It found that the rescission of a decision of the commission, which
had entered into force and whereby the commission had recognised the
claimant’s rights over certain properties, was null and void.
Nevertheless, it concluded that the claimant had not suffered damages
as the initial decision had not sufficed to make her the owner of the
property at issue (judgment 240 of 23 November 2004, case no.
773/240).
- In
a judgment of 11 January 2005 the Smolyan Regional Court allowed a
claim against the relevant municipality, finding that the claimants
had suffered damage as a result of the municipality’s failure
to duly correct their property’s borders in the cadastral maps
(judgment no. 452 of 11 January 2005, case no. 407/2004).
THE LAW
I. ALLEGED VIOLATIONS OF ARTICLE 1 OF PROTOCOL NO. 1 AND
ARTICLE 6 § 1 OF THE CONVENTION
- The
applicant complained under Article 1 of Protocol No. 1 that he could
not for long periods of time have his property rights restored or
obtain compensation in lieu of restitution, and under Article 6 §
1 of the Convention that the domestic authorities had failed to
comply with final court decisions in his favour.
- Article
1 of Protocol No. 1 reads:
“Every natural or legal person is entitled to the
peaceful enjoyment of his possessions. No one shall be deprived of
his possessions except in the public interest and subject to the
conditions provided for by law and by the general principles of
international law.
The preceding provisions shall not, however, in any way
impair the right of a State to enforce such laws as it deems
necessary to control the use of property in accordance with the
general interest or to secure the payment of taxes or other
contributions or penalties.”
Article
6 § 1 of the Convention, in so far as relevant, reads:
“In the determination of his civil rights and
obligations ... everyone is entitled to a fair ... hearing ... by [a]
... tribunal ...”

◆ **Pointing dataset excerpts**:
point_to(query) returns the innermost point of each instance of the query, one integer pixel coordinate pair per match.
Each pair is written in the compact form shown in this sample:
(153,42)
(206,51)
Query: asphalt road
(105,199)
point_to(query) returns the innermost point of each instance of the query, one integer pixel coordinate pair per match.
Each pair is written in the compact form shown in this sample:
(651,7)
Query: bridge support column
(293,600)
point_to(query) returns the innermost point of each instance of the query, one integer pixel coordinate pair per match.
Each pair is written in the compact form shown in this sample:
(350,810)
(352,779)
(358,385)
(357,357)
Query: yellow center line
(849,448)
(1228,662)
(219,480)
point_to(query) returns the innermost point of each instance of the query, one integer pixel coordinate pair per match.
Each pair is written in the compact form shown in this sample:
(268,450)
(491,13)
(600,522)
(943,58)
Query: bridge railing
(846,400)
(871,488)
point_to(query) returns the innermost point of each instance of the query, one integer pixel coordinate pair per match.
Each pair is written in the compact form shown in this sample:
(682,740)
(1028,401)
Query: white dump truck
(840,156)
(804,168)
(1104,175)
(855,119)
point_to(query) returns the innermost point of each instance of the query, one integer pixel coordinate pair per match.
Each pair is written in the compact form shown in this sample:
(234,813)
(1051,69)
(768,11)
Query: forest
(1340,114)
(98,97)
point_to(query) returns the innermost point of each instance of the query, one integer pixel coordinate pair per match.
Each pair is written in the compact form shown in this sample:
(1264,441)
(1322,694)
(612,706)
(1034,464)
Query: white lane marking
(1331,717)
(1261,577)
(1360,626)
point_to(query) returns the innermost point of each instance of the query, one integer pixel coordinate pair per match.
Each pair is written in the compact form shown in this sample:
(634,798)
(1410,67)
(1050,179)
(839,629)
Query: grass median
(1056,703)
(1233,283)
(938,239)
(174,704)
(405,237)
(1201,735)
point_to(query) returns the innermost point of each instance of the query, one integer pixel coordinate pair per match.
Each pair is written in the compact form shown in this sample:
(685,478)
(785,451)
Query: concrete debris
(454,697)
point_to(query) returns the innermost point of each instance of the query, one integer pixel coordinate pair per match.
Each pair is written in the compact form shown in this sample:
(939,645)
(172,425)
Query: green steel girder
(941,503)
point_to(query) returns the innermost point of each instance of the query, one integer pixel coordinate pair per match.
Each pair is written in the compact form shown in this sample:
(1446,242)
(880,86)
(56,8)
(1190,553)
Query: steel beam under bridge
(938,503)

◆ **WHAT YOU NEED TO DO**:
Copy the judgment excerpt from "Nevertheless, it concluded" up to and including "case no. 407/2004).", replacing "cadastral maps" with "land registers".

◆ **SOLVED EXERCISE**:
Nevertheless, it concluded that the claimant had not suffered damages
as the initial decision had not sufficed to make her the owner of the
property at issue (judgment 240 of 23 November 2004, case no.
773/240).
- In
a judgment of 11 January 2005 the Smolyan Regional Court allowed a
claim against the relevant municipality, finding that the claimants
had suffered damage as a result of the municipality’s failure
to duly correct their property’s borders in the land registers
(judgment no. 452 of 11 January 2005, case no. 407/2004).